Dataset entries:
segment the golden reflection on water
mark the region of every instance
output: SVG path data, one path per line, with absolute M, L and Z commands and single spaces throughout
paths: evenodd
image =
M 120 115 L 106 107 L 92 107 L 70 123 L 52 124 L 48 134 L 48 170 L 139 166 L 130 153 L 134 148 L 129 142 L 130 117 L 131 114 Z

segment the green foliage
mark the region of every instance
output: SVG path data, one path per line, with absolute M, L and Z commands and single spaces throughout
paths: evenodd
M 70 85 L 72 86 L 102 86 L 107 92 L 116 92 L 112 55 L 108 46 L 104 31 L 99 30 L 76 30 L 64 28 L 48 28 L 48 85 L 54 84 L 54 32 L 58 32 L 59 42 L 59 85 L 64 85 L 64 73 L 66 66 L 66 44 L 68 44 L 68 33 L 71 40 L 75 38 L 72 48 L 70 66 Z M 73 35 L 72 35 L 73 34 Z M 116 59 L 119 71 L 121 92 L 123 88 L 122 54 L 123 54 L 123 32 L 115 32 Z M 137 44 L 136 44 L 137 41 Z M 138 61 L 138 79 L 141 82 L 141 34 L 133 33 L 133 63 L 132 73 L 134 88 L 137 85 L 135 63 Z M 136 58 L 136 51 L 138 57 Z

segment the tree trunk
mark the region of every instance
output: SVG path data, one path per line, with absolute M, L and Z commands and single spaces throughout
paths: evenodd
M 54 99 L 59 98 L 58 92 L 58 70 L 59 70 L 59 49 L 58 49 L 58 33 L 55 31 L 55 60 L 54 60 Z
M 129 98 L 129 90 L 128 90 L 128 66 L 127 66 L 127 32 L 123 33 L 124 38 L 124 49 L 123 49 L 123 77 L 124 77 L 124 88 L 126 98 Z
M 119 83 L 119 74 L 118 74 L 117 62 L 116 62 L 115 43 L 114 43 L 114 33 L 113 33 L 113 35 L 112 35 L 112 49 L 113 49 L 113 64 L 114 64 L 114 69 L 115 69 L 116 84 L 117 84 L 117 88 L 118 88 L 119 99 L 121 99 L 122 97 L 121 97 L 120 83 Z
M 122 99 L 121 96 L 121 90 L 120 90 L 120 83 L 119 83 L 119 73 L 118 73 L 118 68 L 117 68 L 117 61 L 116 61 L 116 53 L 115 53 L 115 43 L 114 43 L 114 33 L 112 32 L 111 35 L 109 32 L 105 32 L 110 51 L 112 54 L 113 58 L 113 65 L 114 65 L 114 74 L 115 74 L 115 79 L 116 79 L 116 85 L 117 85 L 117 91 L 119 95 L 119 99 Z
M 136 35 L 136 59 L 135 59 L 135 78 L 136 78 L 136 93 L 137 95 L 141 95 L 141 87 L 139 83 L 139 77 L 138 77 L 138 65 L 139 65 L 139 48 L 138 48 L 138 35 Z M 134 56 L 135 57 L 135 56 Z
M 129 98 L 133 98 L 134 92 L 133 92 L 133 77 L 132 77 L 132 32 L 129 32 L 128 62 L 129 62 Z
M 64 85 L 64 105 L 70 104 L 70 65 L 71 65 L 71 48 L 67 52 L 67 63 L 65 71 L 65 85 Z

WORK ORDER: Set down each line exactly as it appears in the data.

EXERCISE OUTPUT:
segment the golden reflection on water
mark the region of every instance
output: SVG path data, one path per line, with absolute M, L and Z commands and single spaces throughout
paths: evenodd
image =
M 120 115 L 106 107 L 92 107 L 70 123 L 52 124 L 48 134 L 48 170 L 139 166 L 130 153 L 134 148 L 129 142 L 130 117 L 131 114 Z

segment the green foliage
mark the region of every instance
output: SVG path data, one path per line, with absolute M, L and Z commands and single spaces throughout
paths: evenodd
M 70 85 L 72 86 L 102 86 L 107 92 L 116 92 L 112 55 L 108 46 L 104 31 L 99 30 L 76 30 L 64 28 L 48 28 L 48 85 L 54 84 L 54 32 L 58 32 L 59 42 L 59 85 L 64 85 L 64 73 L 66 66 L 66 44 L 68 44 L 68 33 L 71 40 L 75 38 L 72 48 L 70 66 Z M 73 35 L 72 35 L 73 34 Z M 116 59 L 119 71 L 121 92 L 123 88 L 122 54 L 123 54 L 123 32 L 115 32 Z M 137 44 L 136 44 L 137 41 Z M 138 61 L 138 79 L 141 82 L 141 34 L 133 33 L 133 63 L 132 73 L 134 88 L 137 85 L 135 63 Z M 136 58 L 136 51 L 138 57 Z

segment the tree trunk
mark the region of every instance
output: SVG path data, one path per line, with absolute M, L and Z commands and single spaces throughout
paths: evenodd
M 54 99 L 59 98 L 58 92 L 58 70 L 59 70 L 59 49 L 58 49 L 58 33 L 55 31 L 55 60 L 54 60 Z
M 129 98 L 129 90 L 128 90 L 128 66 L 127 66 L 127 32 L 123 33 L 124 38 L 124 49 L 123 49 L 123 77 L 124 77 L 124 88 L 126 98 Z
M 119 83 L 119 74 L 118 74 L 117 62 L 116 62 L 115 43 L 114 43 L 114 33 L 113 33 L 113 35 L 112 35 L 112 49 L 113 49 L 113 64 L 114 64 L 114 69 L 115 69 L 116 84 L 117 84 L 117 88 L 118 88 L 119 99 L 121 99 L 122 97 L 121 97 L 120 83 Z
M 122 99 L 121 96 L 121 90 L 120 90 L 120 83 L 119 83 L 119 73 L 118 73 L 118 68 L 117 68 L 117 61 L 116 61 L 116 53 L 115 53 L 115 43 L 114 43 L 114 33 L 112 32 L 111 35 L 109 32 L 105 32 L 110 51 L 112 54 L 113 58 L 113 65 L 114 65 L 114 74 L 115 74 L 115 79 L 116 79 L 116 85 L 117 85 L 117 91 L 119 95 L 119 99 Z
M 136 35 L 136 59 L 135 59 L 135 78 L 136 78 L 136 93 L 137 95 L 141 95 L 141 87 L 139 83 L 139 77 L 138 77 L 138 65 L 139 65 L 139 48 L 138 48 L 138 35 Z M 134 56 L 135 57 L 135 56 Z
M 129 98 L 133 98 L 134 92 L 133 92 L 133 77 L 132 77 L 132 32 L 129 32 L 128 62 L 129 62 Z
M 64 85 L 64 105 L 70 104 L 70 65 L 71 65 L 71 48 L 67 52 L 67 63 L 65 71 L 65 85 Z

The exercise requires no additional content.